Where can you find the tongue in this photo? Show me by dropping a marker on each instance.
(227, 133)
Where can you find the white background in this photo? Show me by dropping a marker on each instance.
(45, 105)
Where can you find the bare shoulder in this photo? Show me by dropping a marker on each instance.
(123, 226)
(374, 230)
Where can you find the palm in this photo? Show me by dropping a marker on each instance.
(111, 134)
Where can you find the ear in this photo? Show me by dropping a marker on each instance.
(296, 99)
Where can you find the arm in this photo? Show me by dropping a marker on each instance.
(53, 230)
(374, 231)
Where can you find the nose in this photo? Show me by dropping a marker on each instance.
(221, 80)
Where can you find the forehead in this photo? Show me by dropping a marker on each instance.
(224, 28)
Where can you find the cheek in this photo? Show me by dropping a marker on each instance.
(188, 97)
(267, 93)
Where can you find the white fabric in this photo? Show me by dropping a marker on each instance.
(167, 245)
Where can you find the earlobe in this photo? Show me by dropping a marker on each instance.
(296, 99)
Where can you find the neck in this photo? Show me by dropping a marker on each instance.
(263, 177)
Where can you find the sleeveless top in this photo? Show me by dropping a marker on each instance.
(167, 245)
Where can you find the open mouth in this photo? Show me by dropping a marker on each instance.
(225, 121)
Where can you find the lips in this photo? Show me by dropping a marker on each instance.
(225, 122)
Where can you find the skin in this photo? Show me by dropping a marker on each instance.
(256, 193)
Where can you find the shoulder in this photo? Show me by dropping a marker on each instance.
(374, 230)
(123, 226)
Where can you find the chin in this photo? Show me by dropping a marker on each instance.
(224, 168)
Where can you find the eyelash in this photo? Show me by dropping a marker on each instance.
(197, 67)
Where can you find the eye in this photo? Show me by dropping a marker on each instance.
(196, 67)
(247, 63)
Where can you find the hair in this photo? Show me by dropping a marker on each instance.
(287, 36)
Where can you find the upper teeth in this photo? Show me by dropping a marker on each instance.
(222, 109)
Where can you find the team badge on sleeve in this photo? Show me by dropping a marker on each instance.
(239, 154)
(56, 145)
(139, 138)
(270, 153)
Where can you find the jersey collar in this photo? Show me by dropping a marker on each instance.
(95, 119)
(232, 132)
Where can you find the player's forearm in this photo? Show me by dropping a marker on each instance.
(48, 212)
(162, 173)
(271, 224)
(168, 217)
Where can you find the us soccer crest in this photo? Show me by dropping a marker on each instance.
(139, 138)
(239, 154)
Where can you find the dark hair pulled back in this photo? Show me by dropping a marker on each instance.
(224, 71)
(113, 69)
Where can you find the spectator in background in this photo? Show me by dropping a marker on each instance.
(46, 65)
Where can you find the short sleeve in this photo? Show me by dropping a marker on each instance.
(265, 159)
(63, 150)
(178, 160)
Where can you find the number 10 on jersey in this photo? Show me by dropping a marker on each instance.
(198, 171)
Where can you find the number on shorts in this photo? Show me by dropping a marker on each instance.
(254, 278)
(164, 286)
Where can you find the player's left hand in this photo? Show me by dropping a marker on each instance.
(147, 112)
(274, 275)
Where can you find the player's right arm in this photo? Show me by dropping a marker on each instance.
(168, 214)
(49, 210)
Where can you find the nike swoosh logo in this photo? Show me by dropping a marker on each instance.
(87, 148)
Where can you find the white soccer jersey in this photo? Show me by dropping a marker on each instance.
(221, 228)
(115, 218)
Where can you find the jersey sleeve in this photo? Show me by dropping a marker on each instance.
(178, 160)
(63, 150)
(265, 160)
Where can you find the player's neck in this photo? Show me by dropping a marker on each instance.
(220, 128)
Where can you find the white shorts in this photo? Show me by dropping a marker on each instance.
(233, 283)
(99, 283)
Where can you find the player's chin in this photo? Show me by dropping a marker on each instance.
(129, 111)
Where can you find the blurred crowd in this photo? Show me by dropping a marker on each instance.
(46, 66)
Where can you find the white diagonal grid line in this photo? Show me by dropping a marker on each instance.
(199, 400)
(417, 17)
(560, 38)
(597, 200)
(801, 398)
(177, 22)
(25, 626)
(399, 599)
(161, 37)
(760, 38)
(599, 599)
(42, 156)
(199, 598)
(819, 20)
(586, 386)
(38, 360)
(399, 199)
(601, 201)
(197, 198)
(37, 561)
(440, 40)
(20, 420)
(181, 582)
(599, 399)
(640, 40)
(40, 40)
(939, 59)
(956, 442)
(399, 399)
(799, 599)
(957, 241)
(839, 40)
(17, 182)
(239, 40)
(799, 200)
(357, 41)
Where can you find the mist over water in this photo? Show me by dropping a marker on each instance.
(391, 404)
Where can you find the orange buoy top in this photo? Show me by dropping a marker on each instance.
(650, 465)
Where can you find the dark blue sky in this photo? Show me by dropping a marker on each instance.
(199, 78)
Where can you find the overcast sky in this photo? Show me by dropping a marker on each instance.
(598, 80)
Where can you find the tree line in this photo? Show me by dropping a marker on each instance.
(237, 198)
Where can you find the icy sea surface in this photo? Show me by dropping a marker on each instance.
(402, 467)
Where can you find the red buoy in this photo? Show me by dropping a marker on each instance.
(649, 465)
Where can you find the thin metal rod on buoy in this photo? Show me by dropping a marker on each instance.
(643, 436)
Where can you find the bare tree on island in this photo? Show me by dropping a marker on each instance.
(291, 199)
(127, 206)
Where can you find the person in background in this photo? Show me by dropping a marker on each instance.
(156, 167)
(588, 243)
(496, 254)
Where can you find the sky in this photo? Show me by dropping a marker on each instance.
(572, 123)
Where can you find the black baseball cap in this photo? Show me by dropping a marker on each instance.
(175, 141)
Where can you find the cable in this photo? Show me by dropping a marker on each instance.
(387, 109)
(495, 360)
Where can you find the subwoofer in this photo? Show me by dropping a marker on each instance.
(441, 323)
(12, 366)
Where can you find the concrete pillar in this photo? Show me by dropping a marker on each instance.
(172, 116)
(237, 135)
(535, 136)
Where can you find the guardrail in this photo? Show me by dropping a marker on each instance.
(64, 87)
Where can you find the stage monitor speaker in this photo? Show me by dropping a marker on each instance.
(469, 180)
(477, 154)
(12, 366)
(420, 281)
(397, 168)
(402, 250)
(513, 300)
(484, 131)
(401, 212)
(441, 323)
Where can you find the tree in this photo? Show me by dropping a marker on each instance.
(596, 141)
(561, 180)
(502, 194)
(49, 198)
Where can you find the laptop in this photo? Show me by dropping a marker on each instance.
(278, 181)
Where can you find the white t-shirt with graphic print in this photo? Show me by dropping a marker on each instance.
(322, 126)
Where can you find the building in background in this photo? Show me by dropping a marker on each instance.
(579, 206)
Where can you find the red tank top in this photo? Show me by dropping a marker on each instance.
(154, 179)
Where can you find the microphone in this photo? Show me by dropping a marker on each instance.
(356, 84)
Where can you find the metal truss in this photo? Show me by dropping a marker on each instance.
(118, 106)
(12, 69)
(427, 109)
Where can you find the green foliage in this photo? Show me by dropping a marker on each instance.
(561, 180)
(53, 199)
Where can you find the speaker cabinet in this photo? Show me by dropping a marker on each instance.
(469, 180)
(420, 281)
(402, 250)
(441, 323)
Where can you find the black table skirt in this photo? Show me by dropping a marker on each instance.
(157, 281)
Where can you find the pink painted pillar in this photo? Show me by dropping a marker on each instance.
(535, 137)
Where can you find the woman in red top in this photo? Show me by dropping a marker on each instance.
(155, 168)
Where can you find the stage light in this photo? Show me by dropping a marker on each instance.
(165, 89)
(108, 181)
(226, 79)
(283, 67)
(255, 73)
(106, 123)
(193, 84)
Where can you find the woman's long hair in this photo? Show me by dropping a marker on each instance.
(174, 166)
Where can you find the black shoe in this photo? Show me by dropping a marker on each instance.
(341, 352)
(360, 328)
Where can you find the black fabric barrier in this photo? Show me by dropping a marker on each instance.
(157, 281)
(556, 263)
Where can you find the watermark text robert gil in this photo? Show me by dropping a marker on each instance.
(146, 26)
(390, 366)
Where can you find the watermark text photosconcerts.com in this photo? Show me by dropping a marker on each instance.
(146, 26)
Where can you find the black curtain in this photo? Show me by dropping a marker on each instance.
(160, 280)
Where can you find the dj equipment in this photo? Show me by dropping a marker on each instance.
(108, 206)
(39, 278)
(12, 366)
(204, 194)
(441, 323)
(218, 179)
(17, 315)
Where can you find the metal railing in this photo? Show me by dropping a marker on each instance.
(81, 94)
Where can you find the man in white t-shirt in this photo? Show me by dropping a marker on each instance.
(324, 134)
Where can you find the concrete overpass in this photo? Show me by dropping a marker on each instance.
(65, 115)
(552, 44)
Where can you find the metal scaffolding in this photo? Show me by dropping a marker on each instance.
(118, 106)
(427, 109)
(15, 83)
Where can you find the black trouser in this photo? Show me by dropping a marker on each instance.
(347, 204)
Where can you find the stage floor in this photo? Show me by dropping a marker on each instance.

·····

=== The request ===
Copy out the material above verbatim, starting at the line with "Where can you find the black shoe" and continuing to the end of the material, including both of those lines.

=== Exercise output ===
Where can you find the black shoe in this photo? Show me by dropping a marker on each instance.
(341, 352)
(360, 328)
Where can you find the black fabric barrier in this photo? Show me by dropping a marker on each instance.
(157, 281)
(556, 263)
Where can you find the watermark text robert gil in this photo? Show me by dropping a marker on each instance.
(146, 26)
(390, 366)
Where can you find the watermark text photosconcerts.com in this photo? Show me by dropping a marker on each instance.
(146, 26)
Where can you find the black curtain in this photo? Show me by dropping a marker on each instance.
(160, 280)
Where can you find the dj equipment in this photo? Show me by dropping a marker on each instance.
(108, 206)
(39, 278)
(12, 366)
(204, 194)
(441, 323)
(218, 179)
(17, 315)
Where can you find the metal railing in this photo? Show me by dropping a marker on each instance.
(81, 94)
Where can you find the man in white t-shirt in this photo? Show me by dropping a marker on each instance.
(324, 134)
Where can you find the concrete overpass in this photo? Show me by dropping a marker on each instance.
(65, 115)
(552, 44)
Where can you find the metal scaffolding in this photo? Show me by dropping a marker on each instance.
(118, 106)
(427, 109)
(15, 83)
Where can you find the black trouser in this photo? Show me by dropping a marker on each instance.
(347, 204)
Where can you find the stage floor in this photo? Show me by dropping a marker on each instance.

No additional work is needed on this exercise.